◆ About this exercise
In your copy, repeat each record exactly and include no pictures.

┌─ Data for the task

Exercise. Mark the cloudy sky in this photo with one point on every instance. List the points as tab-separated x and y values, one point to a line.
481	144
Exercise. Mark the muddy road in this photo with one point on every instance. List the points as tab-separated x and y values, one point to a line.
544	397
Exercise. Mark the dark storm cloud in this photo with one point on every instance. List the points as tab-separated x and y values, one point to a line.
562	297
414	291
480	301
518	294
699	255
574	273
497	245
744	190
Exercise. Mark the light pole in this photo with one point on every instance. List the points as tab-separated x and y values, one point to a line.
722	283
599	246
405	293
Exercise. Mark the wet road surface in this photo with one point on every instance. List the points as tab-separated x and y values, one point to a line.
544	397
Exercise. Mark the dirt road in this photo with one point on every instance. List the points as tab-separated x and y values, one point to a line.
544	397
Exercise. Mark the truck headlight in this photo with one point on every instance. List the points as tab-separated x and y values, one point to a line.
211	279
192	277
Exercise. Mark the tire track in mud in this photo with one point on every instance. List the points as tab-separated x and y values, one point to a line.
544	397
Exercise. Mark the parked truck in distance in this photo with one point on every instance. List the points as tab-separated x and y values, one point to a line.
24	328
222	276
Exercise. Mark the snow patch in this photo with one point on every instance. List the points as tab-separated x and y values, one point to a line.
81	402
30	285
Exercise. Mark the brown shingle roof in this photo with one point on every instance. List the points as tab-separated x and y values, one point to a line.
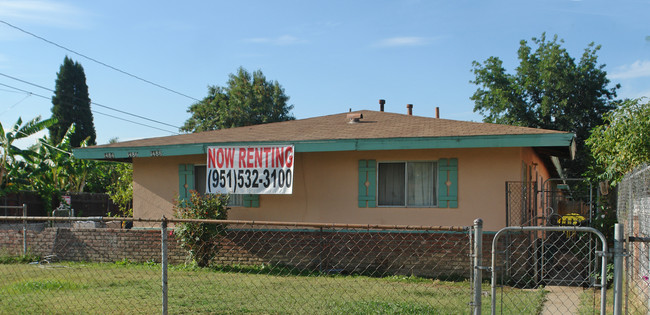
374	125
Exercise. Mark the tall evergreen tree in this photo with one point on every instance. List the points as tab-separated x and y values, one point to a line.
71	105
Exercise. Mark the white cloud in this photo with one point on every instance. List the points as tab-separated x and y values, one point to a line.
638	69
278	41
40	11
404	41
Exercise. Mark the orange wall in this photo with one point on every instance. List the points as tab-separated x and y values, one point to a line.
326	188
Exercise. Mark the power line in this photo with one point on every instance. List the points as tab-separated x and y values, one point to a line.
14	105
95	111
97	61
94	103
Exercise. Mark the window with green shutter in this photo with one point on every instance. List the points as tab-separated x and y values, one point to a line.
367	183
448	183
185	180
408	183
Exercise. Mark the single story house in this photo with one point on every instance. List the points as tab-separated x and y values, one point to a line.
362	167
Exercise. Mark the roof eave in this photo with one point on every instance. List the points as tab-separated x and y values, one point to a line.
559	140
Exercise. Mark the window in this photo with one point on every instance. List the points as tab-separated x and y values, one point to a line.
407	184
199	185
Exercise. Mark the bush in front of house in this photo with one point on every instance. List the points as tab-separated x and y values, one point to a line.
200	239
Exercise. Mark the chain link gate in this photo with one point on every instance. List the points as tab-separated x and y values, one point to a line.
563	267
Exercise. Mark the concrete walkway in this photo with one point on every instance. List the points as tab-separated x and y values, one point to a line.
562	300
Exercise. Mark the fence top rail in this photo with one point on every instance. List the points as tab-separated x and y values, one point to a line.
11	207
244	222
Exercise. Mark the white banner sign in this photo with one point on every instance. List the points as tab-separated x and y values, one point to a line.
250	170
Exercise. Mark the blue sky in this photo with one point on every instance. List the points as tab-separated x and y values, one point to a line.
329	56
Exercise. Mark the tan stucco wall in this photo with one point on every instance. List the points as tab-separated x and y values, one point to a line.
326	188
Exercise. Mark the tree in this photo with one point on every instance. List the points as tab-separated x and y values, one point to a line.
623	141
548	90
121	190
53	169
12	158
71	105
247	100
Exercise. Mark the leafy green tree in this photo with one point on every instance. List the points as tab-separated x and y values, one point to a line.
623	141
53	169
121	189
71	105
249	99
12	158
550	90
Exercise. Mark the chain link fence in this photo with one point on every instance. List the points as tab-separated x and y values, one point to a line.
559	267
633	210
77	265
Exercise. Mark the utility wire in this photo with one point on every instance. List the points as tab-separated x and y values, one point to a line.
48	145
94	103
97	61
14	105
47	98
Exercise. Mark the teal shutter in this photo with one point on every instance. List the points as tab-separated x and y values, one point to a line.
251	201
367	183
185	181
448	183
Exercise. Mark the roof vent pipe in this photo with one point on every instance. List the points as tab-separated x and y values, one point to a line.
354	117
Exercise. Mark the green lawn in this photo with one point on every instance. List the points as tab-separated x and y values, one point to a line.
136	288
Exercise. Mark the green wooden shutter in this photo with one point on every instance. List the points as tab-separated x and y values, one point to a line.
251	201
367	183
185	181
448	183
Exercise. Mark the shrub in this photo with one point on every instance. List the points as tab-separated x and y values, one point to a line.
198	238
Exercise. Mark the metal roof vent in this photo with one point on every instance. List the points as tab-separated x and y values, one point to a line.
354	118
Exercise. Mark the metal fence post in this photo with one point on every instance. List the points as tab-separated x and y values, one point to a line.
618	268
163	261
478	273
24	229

└─

◆ Your response
Exercise. Mark the cloudy sky in this photo with one point on every instance. List the points as tab-separated x and y values, one point to a line.
481	144
Exercise. Mark the muddy road in this photo with one point on every instance. List the points as tab-separated x and y values, one point to a line.
544	397
Exercise. Mark the dark storm cloud in this photo with one point on every instance. List the points as tab-separated x and y values, one point to a line.
562	297
414	291
480	301
518	294
699	255
574	273
497	245
744	190
Exercise. Mark the light pole in this photo with one point on every instance. List the points as tab-separated x and y values, one point to a line.
722	283
599	246
405	293
Exercise. Mark the wet road surface in this photo with one point on every instance. List the points as tab-separated x and y values, one point to a line.
544	397
Exercise. Mark the dirt road in this photo with one point on every instance. List the points as tab-separated x and y values, one point to a line.
544	397
Exercise. Mark the truck headlight in this photo with one point on every instance. List the points as tab-separated x and y values, one point to a line.
211	279
192	277
Exercise. Mark the tire track in mud in this photo with one point on every instance. List the points as tab-separated x and y values, one point to a line.
544	397
Exercise. Mark the parked truck in distance in this photo with one point on every instance. List the points as tab-separated x and y values, one point to a line.
24	328
222	276
Exercise. Mark the snow patch in this photo with one point on every instance. List the points as tab-separated x and y values, one point to a line.
81	402
30	285
Exercise. Mark the brown shingle roof in this photo with one point on every instance. List the points as tab-separated x and y values, one point to a line.
374	125
Exercise. Mark the tall evergreen tree in this photo with one point on every instance. List the points as tab-separated x and y values, one point to a line.
71	105
Exercise. Mark the white cloud in this photo with one point on every instance. List the points as tab-separated x and y values, one point to a line.
638	69
278	41
40	11
404	41
Exercise. Mark the orange wall in this photo with one point on every instance. List the points as tab-separated x and y values, one point to a line.
326	188
Exercise. Mark the power line in this photo with one point on every instance. List the points as tab-separated x and y values, one point to a line.
14	105
95	111
97	61
94	103
Exercise. Mark the window with green shutter in this photo with one point on every instance. List the points as tab-separated x and y values, one point to a line.
367	183
448	183
185	180
408	183
Exercise. Mark the single story house in this photo with one point on every instance. List the points as tab-separated x and y values, one point to a line.
362	167
Exercise. Mark the roof eave in this photo with one point on every instance. List the points as tab-separated x and y values, one point to a line.
559	140
Exercise. Mark the window in this photo with one point on every instance. List the points as tab-separated x and y values, one point to a line.
407	184
199	185
Exercise. Mark the bush in front of house in this photo with one point on every instance. List the points as tab-separated x and y values, one point to a line.
200	239
Exercise. Mark the chain link gate in this photo with one point on every instance. List the points as tab-separated x and y values, one point to a line.
563	267
Exercise. Mark the concrete walkway in this photo with one point on every instance. List the points as tab-separated x and y values, one point to a line.
562	300
Exercise. Mark the fence top rail in this photo with one point on every instance. List the points as tab-separated x and y values, one point to a line.
11	207
244	222
Exercise. Mark the white banner sign in this photo with one point on every instance. List the points as tab-separated x and y values, one point to a line.
250	170
Exercise. Mark the blue sky in this photo with one point on every instance. List the points as tab-separated x and y values, one point to a line.
329	56
Exercise. Mark the tan stucco wall in this photo with one point on every instance. List the points as tab-separated x and y values, one point to a line.
326	188
Exercise. Mark the tree in this photo with one point on every instance. List the points as tab-separated x and y values, one point to a line.
623	141
548	90
121	190
53	169
12	158
71	105
247	100
Exercise. Mark the leafy green tree in this photo with one point on every instance. List the points as tab-separated x and y values, one point to a line.
623	141
53	169
121	189
71	105
249	99
12	158
550	90
Exercise. Mark the chain link fence in this photo with one point on every instance. List the points as tab-separated x and y values, one point to a line.
559	267
633	210
77	265
Exercise. Mark the utility wire in this photo with one point on every instance. List the points as tab-separated x and y values, one point to a line.
48	145
94	103
97	61
14	105
47	98
Exercise. Mark the teal shutter in this photo with one point on every instance. List the points as tab-separated x and y values, one point to a line.
251	201
367	183
185	181
448	183
Exercise. Mark the roof vent pipe in this photo with one point on every instance. List the points as tab-separated x and y values, one point to a line.
354	117
Exercise. Mark the green lawn in this photo with one point on every instance. List the points as tab-separated x and y values, one point to a line.
136	288
Exercise. Mark the green wooden shutter in this photo with one point on every instance. List the points as tab-separated x and y values, one point to a line.
251	201
367	183
185	181
448	183
Exercise. Mark the shrub in this photo with one point on every instance. List the points as tab-separated x and y values, one point to a line.
198	238
Exercise. Mark the metal roof vent in this photo with one point on every instance. List the points as tab-separated x and y values, one point to a line.
354	118
Exercise. Mark the metal fence post in this photo with one point on every instance. List the points as tab-separated x and y values, one point to a line.
618	268
163	261
478	273
24	229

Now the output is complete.